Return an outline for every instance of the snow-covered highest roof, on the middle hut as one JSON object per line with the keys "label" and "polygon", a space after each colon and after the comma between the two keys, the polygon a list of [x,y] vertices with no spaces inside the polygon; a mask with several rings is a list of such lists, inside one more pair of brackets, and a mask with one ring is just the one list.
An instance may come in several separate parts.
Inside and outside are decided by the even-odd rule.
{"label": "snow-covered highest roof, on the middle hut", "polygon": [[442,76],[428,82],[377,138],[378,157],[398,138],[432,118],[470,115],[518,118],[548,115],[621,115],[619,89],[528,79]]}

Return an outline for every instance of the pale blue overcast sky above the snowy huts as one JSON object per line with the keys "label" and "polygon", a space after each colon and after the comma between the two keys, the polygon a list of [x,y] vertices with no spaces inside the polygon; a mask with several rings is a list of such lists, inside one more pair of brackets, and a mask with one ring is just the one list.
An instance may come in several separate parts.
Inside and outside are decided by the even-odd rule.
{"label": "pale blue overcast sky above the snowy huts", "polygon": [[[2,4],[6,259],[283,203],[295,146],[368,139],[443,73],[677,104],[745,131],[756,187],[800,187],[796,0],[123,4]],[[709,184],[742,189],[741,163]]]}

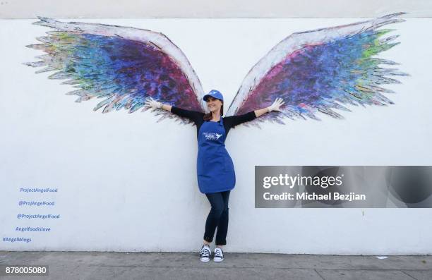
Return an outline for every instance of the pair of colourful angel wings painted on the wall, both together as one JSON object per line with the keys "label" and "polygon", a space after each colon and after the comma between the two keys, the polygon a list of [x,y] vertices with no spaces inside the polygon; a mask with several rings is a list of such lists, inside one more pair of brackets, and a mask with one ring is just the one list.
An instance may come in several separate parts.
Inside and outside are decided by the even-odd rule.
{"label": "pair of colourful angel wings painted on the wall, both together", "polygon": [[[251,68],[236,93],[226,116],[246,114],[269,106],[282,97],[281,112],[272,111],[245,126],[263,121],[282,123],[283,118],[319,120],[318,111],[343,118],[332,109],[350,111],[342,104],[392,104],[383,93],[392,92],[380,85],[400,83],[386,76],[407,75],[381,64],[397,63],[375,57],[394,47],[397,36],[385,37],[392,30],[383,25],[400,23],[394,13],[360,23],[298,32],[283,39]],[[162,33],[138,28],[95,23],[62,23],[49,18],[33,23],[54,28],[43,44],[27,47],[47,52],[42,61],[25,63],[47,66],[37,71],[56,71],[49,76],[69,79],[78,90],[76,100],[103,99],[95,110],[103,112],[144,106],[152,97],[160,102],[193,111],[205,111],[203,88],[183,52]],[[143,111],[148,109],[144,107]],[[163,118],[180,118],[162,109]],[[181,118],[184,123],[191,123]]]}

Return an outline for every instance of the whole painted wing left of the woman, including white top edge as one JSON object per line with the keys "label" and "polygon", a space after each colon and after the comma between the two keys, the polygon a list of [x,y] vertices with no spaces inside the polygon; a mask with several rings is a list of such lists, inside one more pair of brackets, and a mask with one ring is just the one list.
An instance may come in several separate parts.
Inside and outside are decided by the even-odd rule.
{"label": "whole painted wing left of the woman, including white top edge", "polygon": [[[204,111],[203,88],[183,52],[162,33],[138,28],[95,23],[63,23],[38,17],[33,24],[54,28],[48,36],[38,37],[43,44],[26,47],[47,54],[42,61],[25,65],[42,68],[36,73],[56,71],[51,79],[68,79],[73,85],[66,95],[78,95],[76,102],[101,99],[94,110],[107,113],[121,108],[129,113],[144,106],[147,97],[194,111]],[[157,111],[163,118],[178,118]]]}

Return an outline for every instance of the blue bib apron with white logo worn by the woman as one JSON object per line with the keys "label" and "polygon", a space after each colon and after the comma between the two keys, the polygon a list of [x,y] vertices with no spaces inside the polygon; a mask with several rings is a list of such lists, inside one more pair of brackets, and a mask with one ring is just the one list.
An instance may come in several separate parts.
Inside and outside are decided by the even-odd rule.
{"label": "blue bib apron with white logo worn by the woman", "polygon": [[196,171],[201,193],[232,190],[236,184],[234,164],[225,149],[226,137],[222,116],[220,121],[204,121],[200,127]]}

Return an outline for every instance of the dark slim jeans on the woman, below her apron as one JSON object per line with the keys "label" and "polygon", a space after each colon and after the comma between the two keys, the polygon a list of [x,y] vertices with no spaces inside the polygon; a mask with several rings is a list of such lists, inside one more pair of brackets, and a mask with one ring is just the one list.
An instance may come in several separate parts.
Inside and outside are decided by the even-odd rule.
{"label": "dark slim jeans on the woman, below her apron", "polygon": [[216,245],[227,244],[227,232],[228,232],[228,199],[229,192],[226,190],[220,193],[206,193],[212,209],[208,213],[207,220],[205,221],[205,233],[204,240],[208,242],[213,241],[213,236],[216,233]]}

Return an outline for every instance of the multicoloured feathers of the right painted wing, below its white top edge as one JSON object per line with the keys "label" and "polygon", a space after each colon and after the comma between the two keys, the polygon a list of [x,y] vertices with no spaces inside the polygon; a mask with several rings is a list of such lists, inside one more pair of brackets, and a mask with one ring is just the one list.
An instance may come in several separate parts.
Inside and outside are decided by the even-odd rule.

==

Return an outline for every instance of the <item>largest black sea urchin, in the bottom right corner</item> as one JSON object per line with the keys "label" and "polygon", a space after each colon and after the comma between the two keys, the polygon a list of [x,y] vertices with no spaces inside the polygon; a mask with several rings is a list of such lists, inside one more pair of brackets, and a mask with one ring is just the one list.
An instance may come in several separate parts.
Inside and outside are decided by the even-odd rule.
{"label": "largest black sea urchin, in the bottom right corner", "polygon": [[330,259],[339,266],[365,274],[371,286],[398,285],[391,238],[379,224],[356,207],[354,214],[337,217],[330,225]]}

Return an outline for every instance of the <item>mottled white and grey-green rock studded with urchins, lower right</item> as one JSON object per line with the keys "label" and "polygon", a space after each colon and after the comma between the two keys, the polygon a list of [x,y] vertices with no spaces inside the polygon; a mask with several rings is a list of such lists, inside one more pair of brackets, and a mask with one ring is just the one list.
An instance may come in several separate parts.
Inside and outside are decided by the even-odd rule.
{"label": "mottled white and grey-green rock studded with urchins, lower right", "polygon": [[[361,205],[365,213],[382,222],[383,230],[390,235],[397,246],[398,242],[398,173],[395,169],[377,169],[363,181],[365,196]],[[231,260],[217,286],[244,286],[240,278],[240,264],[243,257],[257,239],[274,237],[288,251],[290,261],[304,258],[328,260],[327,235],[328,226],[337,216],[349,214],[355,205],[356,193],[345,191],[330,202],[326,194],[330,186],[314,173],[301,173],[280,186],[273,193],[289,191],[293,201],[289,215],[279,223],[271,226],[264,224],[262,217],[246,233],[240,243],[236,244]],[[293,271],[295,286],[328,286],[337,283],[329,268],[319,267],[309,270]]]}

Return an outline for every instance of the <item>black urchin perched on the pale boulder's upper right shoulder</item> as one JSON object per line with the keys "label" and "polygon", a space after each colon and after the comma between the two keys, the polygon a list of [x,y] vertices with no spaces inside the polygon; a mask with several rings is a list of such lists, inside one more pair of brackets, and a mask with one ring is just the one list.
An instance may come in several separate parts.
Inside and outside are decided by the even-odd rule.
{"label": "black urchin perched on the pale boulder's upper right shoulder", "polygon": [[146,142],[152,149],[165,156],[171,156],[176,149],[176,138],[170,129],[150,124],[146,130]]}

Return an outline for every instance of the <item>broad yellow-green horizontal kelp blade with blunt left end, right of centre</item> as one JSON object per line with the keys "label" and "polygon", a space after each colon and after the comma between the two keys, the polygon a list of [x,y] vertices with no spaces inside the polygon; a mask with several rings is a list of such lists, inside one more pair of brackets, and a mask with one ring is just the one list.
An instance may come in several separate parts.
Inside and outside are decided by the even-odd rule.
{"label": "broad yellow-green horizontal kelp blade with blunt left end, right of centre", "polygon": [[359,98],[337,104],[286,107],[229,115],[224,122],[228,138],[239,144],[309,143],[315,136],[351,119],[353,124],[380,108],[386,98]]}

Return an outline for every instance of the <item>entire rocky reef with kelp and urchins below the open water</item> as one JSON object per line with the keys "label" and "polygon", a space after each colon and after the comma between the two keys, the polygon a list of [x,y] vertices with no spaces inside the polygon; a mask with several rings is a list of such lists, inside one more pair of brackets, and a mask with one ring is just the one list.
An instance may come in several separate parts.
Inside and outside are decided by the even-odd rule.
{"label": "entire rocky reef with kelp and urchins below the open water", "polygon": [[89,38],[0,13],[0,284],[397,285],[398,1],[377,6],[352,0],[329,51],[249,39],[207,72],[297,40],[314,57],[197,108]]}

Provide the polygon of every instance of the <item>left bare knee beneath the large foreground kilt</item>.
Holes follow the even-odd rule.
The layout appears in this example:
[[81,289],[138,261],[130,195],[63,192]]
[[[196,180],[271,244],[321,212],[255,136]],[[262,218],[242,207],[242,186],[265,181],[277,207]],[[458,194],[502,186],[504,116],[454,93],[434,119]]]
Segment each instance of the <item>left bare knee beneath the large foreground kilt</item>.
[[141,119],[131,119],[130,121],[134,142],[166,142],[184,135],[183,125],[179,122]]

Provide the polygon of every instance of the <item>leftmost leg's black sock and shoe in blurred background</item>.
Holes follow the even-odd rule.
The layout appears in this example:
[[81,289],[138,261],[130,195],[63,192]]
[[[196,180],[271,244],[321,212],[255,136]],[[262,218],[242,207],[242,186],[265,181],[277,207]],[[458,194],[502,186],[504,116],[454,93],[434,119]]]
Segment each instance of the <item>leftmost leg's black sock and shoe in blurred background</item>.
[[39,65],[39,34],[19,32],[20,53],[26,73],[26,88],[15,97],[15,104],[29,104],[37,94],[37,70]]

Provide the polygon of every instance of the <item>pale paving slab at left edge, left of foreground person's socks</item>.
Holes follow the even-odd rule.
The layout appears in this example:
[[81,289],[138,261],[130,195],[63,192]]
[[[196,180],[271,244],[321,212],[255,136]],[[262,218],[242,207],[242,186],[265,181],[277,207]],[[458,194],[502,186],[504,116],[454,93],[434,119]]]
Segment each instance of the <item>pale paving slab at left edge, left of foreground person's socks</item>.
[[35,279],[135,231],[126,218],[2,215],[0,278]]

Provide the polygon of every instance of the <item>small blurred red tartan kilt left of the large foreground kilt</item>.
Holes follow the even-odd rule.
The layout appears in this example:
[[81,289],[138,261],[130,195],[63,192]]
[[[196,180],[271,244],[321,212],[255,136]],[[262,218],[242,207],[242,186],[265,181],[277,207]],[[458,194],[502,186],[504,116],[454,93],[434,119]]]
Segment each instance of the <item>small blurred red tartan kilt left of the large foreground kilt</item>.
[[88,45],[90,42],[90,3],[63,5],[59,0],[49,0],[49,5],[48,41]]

→ **About this task**:
If a line above holds the string "Provide", return it as it stands.

→ **Result of this exercise**:
Provide the polygon of every instance of the <item>left bare knee beneath the large foreground kilt</item>.
Provide the polygon of every instance of the <item>leftmost leg's black sock and shoe in blurred background</item>.
Provide the polygon of every instance of the <item>pale paving slab at left edge, left of foreground person's socks</item>.
Provide the polygon of every instance of the <item>small blurred red tartan kilt left of the large foreground kilt</item>.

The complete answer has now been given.